- _WHAT YOU WILL DO_:
Only an exact copy of the entries will serve as the answer.

-- SUPPLIED RECORDS follows --

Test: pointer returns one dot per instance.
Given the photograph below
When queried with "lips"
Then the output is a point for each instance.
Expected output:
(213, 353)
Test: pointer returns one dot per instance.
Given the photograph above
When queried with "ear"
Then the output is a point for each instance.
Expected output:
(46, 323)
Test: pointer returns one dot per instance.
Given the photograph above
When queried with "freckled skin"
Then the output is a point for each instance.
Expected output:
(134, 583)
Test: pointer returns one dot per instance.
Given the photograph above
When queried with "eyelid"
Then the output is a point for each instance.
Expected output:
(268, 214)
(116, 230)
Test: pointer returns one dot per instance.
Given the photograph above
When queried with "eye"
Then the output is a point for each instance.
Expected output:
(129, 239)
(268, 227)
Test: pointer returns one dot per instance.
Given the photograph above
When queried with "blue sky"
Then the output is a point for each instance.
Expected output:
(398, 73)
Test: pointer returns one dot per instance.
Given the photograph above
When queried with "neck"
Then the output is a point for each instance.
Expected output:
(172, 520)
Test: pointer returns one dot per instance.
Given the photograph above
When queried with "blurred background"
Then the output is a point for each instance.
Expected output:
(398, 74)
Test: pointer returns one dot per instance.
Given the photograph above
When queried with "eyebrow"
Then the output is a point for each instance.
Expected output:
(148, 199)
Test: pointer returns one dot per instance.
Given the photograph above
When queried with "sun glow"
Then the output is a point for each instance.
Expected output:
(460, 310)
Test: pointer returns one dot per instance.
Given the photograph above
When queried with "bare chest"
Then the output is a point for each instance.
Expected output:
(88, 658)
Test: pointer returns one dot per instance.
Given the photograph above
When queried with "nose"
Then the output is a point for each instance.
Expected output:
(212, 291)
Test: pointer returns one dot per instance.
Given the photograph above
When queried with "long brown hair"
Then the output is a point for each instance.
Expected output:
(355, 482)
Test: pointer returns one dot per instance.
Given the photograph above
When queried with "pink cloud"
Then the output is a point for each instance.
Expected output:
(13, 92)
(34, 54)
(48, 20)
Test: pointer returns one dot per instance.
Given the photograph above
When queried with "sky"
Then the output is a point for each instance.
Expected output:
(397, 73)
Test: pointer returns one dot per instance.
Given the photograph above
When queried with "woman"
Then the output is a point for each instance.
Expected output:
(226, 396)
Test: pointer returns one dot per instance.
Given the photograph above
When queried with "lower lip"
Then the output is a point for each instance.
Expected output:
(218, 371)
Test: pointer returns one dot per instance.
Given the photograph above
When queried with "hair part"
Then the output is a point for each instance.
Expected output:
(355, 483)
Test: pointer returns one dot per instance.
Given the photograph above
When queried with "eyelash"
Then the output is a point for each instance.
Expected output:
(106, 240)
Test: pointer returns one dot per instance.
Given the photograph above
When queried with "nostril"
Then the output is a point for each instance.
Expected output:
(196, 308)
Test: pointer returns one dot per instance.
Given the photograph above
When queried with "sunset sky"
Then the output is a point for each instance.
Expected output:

-- SUPPLIED RECORDS concluded --

- _RESPONSE TO THE TASK_:
Test: pointer returns one dot per instance.
Given the photograph below
When queried with "lips"
Then the output is a point for each instance.
Expected output:
(213, 353)
Test: pointer returns one dot per instance.
Given the photograph above
When queried with "ear"
Then the output is a point for each instance.
Expected output:
(46, 323)
Test: pointer returns one dot per instance.
Given the photograph above
When queried with "freckled skin"
Then the output is a point for each instance.
Expected output:
(134, 583)
Test: pointer returns one dot per instance.
Given the photograph above
When queried with "eyelid"
Then the output is a point for each instance.
Expected output:
(268, 214)
(116, 230)
Test: pointer returns one dot per instance.
Given the photograph above
When queried with "eye"
Then the output is a point for each instance.
Expected output:
(129, 239)
(268, 227)
Test: pointer returns one dot per instance.
Given the photograph above
When queried with "blue sky"
Then the output is a point for each instance.
Expected output:
(398, 73)
Test: pointer returns one dot per instance.
Given the photograph above
When queried with "neck"
Then the output is a point for each instance.
Expected output:
(172, 520)
Test: pointer returns one dot per instance.
Given the photograph above
When queried with "blurred background"
Then the output is a point for each instance.
Expected output:
(398, 74)
Test: pointer returns one dot per instance.
Given the photograph above
When queried with "eyebrow"
Then the output is a point for each instance.
Expected output:
(148, 199)
Test: pointer returns one dot per instance.
Given the photograph above
When queried with "sun glow"
Then the output is a point for each instance.
Expected output:
(460, 310)
Test: pointer returns one dot per instance.
Given the photograph above
When queried with "bare chest"
Then the output is a point for each instance.
Expected output:
(88, 658)
Test: pointer returns one dot per instance.
Given the photograph above
When queried with "nose"
Then the output is a point for each instance.
Expected output:
(212, 291)
Test: pointer returns one dot per instance.
Given the photograph above
When queried with "long brown hair"
Then the output is a point for each instance.
Expected output:
(355, 482)
Test: pointer returns one dot per instance.
Given the photograph above
When queried with "pink cloud"
Then the output is a point for each instance.
Expected output:
(13, 92)
(34, 54)
(48, 20)
Test: pointer returns one dot per instance.
Given the photograph above
When queried with "sky"
Then the output is a point for each instance.
Expected output:
(397, 73)
Test: pointer returns one dot per instance.
Given the photograph above
When queried with "woman"
Then the output is a point for each instance.
Expected output:
(226, 396)
Test: pointer returns one dot per instance.
Given the photograph above
When queried with "lower lip"
Then the output is a point for each instance.
Expected output:
(218, 371)
Test: pointer returns one dot per instance.
Given the photograph above
When queried with "hair part"
Then the output is a point for each instance.
Expected output:
(355, 483)
Test: pointer returns one dot per instance.
Given the photograph above
When queried with "eyelash"
Then the output is a point for each instance.
Expected output:
(106, 240)
Test: pointer returns one dot per instance.
Given the photograph above
When queried with "nostril"
Then the output is a point for each instance.
Expected output:
(196, 308)
Test: pointer returns one dot per instance.
Given the photograph above
When queried with "sunset sky"
Then the output is a point for each instance.
Expected output:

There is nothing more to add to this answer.